*WRITTEN EXERCISE*.
Reproduce only the part of the listing that runs from the line containing "white jersey in this photo." through the end of the listing, both ends included and the request line kept. Scale every coordinate in the answer points by 1.95 and round each result to a whole number, with halves rounded up.

(Point labeling examples)
>> BEGIN
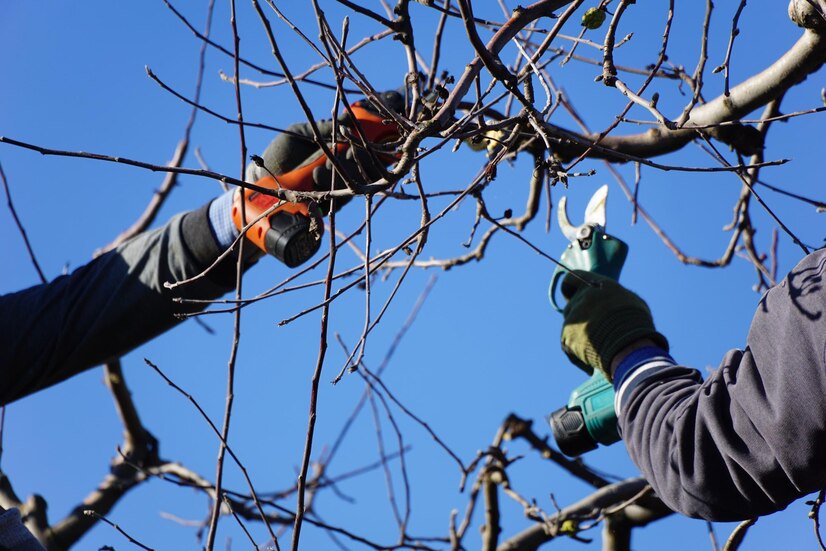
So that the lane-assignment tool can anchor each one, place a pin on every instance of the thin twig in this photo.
(20, 227)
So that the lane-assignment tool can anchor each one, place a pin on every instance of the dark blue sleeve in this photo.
(107, 307)
(751, 438)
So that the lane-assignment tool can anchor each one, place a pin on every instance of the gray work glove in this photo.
(602, 319)
(296, 147)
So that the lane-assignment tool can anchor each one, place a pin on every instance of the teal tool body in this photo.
(589, 417)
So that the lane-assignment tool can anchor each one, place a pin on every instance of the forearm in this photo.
(109, 306)
(749, 440)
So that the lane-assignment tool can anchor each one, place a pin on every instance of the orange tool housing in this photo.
(287, 231)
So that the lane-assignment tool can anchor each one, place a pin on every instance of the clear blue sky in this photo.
(485, 342)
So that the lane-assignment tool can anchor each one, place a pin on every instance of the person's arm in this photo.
(110, 305)
(751, 438)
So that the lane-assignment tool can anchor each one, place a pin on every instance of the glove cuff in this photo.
(617, 331)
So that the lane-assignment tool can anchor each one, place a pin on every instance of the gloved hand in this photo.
(296, 148)
(601, 320)
(292, 231)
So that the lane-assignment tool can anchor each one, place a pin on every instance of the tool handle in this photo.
(601, 254)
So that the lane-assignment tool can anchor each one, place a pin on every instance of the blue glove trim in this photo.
(220, 220)
(630, 370)
(636, 359)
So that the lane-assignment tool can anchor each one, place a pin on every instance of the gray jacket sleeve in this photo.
(751, 438)
(109, 306)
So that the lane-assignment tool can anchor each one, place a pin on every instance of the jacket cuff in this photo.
(202, 245)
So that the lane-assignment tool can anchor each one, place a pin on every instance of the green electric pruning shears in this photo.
(589, 417)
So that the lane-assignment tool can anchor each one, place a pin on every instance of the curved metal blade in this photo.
(595, 211)
(568, 230)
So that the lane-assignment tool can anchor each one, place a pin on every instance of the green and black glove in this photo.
(602, 318)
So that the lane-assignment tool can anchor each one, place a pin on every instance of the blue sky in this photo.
(485, 342)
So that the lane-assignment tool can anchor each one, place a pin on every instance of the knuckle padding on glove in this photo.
(602, 320)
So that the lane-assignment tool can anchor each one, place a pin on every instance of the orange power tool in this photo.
(292, 231)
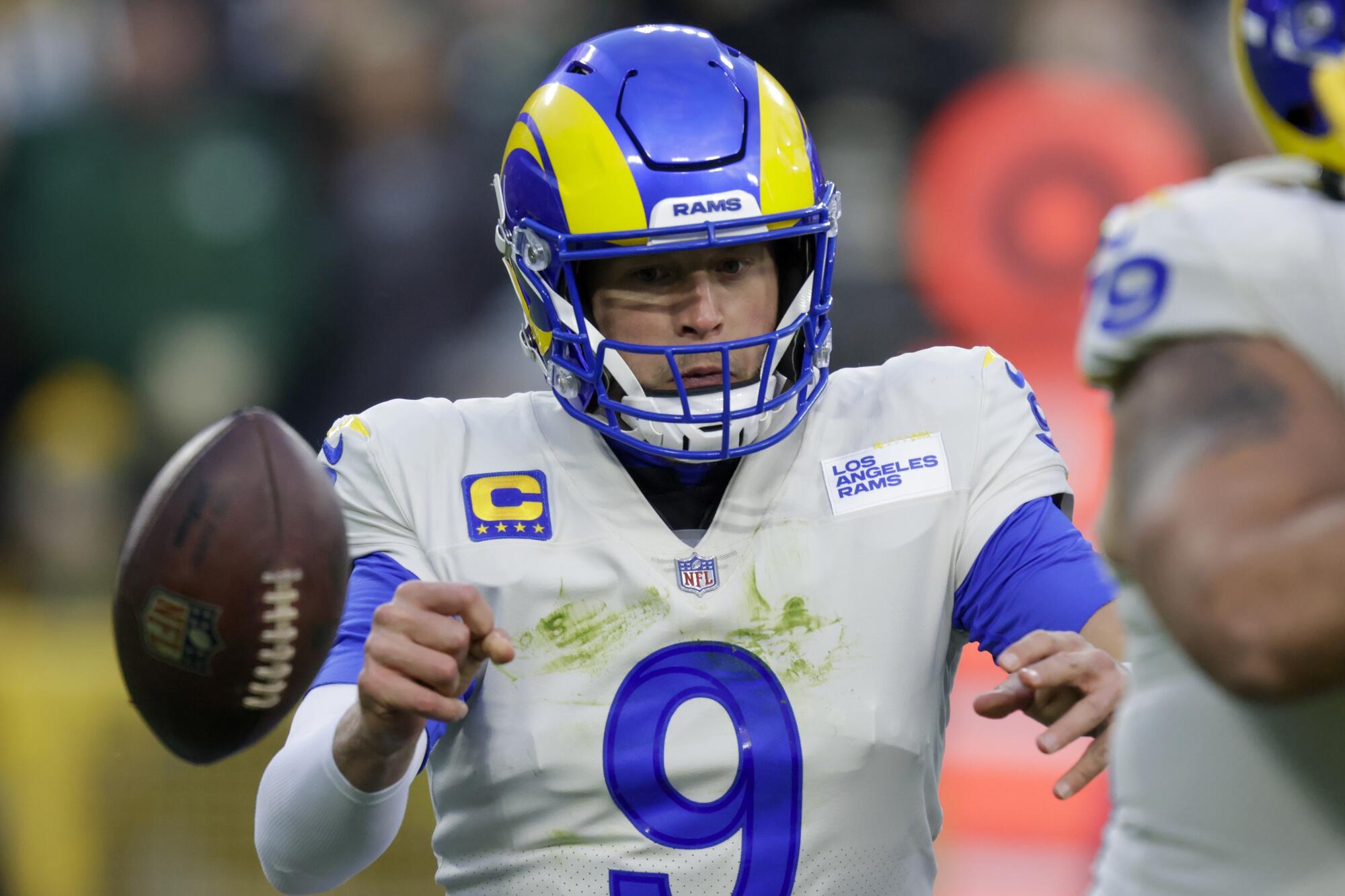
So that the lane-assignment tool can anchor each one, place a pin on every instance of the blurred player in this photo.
(738, 587)
(1218, 319)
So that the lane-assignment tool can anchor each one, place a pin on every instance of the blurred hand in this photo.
(1069, 685)
(423, 651)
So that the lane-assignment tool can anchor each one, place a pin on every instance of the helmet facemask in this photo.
(595, 382)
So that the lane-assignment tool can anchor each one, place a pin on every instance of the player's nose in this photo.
(701, 313)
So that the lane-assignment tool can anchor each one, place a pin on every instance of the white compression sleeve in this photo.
(314, 829)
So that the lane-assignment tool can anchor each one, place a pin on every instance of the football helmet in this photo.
(656, 139)
(1292, 67)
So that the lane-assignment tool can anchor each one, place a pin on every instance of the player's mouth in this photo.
(701, 377)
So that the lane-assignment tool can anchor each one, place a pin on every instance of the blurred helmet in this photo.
(1291, 60)
(649, 140)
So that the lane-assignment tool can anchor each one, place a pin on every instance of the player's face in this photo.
(687, 298)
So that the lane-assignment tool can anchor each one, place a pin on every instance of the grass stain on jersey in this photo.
(798, 645)
(583, 634)
(560, 837)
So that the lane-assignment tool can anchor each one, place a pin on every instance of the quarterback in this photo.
(736, 585)
(1218, 319)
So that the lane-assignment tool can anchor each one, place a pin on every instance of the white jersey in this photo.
(1214, 794)
(808, 634)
>> END
*RESULT OF THIS TASK*.
So that the lane-assignment tool can anchor each one, place a pin on every instance of the white jersey in this photo.
(2367, 1548)
(1576, 1236)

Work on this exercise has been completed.